Stored data entries:

____________

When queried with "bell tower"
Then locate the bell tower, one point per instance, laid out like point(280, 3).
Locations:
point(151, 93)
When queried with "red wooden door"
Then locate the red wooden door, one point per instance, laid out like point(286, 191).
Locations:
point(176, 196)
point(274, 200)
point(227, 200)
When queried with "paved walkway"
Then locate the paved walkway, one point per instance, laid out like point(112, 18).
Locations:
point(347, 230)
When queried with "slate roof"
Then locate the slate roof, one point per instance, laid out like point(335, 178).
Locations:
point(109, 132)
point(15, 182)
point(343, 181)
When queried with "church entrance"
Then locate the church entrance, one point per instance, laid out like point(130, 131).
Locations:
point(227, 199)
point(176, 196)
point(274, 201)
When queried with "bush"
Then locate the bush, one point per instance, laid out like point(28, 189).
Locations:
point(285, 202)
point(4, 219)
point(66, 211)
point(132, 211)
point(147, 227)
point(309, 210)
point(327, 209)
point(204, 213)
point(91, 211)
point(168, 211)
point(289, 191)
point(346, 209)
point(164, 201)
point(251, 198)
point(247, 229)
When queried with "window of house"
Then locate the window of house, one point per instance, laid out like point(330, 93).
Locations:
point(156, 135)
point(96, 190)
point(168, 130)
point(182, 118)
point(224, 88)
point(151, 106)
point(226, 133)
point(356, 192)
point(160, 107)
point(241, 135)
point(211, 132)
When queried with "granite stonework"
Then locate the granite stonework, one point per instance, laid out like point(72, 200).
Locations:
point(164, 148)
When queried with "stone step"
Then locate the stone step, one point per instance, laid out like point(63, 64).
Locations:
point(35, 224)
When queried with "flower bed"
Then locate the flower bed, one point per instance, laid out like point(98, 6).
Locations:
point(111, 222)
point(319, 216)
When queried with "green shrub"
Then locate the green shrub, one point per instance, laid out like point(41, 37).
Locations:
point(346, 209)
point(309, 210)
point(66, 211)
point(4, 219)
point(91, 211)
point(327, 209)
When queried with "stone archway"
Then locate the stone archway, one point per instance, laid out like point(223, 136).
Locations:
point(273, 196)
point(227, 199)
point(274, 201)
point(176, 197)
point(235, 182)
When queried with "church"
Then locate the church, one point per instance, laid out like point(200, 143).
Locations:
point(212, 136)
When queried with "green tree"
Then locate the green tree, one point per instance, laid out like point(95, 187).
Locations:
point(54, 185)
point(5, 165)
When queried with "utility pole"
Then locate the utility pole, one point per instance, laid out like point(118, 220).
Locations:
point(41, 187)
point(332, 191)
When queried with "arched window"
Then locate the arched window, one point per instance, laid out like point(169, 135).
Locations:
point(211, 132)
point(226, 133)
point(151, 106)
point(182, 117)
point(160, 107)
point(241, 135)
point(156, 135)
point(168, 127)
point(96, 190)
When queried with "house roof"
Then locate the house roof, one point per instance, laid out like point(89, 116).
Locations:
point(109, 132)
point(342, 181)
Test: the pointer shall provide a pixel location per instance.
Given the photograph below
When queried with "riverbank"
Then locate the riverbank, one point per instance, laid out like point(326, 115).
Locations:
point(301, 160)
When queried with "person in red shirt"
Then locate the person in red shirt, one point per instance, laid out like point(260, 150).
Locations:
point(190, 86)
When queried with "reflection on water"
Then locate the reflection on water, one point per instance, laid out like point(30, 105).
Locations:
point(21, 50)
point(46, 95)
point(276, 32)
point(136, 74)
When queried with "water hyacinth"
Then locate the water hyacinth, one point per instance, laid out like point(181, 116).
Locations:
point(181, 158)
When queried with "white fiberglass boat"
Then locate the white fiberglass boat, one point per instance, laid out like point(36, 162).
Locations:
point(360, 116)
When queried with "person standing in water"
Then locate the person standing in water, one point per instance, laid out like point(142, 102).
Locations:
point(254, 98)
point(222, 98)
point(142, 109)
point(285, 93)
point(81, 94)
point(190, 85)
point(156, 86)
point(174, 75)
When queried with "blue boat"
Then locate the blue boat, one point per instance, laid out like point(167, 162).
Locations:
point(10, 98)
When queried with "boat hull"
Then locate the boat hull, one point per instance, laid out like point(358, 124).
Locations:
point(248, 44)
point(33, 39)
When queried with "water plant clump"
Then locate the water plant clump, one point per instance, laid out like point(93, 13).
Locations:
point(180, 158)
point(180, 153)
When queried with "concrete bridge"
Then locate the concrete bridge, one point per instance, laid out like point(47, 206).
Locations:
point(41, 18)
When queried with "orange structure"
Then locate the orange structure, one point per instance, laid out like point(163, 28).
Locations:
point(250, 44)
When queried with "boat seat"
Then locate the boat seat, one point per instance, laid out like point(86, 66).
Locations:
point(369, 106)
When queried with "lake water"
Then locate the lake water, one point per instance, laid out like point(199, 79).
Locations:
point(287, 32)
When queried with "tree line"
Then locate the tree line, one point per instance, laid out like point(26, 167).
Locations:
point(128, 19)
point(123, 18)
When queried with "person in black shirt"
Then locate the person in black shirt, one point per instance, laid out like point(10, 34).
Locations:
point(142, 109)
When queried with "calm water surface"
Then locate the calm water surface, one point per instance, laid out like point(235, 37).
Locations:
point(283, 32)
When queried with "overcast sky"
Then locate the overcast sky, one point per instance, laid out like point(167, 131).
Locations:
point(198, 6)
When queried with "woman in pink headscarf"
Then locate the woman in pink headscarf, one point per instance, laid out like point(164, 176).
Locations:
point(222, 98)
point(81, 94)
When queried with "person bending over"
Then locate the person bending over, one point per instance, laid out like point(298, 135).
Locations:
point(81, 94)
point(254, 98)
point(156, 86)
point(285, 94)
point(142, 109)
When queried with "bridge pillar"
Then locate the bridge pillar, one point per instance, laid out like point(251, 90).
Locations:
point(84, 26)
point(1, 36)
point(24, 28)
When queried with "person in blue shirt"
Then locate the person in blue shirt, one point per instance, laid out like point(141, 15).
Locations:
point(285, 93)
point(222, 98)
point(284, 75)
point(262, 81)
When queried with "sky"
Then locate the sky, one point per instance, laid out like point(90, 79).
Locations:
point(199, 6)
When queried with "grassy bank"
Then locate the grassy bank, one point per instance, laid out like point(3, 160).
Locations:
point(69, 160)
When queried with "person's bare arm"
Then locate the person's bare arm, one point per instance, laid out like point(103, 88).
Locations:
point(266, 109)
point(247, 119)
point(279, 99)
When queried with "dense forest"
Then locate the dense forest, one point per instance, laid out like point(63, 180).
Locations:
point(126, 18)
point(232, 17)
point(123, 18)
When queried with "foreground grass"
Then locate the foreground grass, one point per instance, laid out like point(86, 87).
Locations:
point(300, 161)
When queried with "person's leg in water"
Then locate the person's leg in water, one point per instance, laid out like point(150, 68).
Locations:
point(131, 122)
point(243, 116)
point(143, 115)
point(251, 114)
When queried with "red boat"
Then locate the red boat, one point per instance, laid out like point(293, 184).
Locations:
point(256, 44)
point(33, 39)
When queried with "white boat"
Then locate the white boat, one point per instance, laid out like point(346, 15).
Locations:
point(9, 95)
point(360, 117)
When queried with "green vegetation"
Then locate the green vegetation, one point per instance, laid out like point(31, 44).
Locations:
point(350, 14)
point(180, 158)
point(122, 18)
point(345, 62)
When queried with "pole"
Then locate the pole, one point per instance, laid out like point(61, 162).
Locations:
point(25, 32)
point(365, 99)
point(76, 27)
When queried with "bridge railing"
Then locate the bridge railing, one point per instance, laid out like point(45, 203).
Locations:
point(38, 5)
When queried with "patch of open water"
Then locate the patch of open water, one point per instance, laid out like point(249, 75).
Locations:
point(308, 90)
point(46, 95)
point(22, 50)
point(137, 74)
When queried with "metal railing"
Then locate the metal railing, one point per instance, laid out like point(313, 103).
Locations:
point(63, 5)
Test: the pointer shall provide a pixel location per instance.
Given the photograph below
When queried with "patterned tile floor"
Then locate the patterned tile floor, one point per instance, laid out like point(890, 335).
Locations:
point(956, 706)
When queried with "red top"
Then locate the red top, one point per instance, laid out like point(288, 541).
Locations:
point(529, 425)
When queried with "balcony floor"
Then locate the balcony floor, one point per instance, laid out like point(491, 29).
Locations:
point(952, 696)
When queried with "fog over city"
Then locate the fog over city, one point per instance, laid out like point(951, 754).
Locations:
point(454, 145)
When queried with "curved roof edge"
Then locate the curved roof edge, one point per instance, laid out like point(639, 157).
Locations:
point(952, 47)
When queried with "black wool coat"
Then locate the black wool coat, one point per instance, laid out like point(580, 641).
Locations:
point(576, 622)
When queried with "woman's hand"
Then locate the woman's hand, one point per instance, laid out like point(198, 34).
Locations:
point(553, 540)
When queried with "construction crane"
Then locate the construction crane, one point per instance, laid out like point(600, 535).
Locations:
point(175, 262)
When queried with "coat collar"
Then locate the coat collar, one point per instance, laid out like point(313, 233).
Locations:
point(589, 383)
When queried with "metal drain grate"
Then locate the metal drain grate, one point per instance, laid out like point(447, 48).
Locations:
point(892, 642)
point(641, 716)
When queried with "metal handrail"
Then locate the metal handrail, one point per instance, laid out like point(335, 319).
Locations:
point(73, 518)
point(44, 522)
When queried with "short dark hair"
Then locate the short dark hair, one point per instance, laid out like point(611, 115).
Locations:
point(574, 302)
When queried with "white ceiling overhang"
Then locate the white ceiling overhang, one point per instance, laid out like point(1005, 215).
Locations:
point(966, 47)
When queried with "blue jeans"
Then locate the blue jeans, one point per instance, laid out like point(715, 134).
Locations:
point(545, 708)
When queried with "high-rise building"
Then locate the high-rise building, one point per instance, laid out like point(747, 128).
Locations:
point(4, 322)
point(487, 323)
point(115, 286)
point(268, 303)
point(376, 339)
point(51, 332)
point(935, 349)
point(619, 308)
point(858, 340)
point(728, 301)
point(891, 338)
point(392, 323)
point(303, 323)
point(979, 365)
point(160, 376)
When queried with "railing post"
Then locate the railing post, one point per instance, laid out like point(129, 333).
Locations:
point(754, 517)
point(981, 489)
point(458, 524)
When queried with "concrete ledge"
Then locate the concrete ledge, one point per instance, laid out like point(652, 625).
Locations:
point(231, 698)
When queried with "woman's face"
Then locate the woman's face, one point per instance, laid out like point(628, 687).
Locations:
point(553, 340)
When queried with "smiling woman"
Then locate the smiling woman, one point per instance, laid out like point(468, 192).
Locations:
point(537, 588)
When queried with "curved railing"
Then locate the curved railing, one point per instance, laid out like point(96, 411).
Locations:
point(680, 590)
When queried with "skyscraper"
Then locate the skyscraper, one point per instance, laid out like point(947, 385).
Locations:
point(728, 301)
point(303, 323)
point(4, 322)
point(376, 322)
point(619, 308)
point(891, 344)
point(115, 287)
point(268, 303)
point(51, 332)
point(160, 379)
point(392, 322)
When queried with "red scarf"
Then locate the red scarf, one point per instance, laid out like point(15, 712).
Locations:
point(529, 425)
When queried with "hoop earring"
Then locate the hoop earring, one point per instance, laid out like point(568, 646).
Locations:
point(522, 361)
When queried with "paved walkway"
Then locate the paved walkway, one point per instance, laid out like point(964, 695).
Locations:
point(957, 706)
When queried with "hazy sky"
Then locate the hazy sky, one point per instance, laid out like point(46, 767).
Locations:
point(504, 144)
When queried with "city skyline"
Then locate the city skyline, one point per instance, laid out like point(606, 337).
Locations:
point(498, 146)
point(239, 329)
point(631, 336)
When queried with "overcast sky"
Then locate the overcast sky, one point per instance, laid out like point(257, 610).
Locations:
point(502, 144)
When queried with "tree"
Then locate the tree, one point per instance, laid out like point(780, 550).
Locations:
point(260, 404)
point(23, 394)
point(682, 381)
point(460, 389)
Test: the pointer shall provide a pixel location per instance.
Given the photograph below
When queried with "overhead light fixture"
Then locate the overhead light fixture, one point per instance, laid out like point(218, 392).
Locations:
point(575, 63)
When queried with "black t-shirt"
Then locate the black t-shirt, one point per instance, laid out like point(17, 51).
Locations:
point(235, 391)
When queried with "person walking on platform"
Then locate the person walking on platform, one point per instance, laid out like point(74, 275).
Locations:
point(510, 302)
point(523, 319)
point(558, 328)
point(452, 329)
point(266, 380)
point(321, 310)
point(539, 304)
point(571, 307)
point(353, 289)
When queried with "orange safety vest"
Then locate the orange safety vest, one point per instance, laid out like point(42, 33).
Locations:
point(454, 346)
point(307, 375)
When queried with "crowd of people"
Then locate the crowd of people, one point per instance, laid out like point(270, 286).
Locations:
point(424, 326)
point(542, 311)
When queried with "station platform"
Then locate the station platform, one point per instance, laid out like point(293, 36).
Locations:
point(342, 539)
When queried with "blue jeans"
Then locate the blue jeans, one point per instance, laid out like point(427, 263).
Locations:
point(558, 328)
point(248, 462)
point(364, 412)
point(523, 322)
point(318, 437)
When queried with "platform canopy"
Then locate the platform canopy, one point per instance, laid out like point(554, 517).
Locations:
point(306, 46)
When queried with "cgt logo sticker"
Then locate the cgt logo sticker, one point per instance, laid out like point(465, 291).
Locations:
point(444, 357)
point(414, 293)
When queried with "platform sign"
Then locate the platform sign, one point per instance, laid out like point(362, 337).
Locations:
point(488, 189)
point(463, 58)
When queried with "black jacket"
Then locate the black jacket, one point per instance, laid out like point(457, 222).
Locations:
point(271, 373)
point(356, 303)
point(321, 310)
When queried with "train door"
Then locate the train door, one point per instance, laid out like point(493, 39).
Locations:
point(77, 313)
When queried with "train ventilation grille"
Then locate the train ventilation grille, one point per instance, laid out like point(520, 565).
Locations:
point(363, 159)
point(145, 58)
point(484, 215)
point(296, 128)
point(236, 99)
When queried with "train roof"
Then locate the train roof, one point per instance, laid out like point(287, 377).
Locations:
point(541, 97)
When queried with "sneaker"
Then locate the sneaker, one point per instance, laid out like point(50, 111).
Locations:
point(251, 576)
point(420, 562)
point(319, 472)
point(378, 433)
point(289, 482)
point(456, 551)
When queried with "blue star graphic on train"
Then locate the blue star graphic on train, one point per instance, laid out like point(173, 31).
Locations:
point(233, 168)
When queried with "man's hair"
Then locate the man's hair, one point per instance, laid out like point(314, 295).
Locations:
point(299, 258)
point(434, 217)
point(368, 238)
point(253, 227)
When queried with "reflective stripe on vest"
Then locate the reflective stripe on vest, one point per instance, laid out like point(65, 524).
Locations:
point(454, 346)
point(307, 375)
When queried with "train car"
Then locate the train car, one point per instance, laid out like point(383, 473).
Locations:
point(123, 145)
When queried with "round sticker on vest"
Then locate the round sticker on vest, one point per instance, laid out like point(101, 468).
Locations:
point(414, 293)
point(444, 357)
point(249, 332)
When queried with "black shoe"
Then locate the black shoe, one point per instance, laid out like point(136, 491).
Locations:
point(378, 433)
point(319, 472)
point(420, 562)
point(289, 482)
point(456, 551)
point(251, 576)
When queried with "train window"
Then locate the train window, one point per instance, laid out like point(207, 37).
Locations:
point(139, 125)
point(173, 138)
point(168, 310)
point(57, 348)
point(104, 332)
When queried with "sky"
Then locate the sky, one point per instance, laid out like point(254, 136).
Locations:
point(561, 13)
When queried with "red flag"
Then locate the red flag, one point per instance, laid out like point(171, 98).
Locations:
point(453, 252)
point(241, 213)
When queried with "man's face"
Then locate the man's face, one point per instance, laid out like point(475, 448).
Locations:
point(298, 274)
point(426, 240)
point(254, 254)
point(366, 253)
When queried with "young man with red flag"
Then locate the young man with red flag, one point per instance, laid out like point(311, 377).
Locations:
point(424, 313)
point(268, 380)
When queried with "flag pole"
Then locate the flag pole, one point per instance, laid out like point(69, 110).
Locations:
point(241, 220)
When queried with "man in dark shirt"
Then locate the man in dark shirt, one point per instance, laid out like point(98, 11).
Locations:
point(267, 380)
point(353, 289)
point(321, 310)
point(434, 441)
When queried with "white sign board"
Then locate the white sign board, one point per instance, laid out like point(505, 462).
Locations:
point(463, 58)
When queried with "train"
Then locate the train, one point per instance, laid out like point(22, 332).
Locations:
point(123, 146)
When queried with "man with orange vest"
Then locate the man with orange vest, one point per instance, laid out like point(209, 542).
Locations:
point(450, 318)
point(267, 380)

____________

Where does the string "city" occur in the data above? Copy every line that holds it.

### RESPONSE TO THIS EXERCISE
When queried with "fog over city"
Then locate the fog over city, one point per instance, laid out like point(951, 754).
When queried with "city skyline"
Then locate the city skyline, one point per instance, laid out like point(606, 337).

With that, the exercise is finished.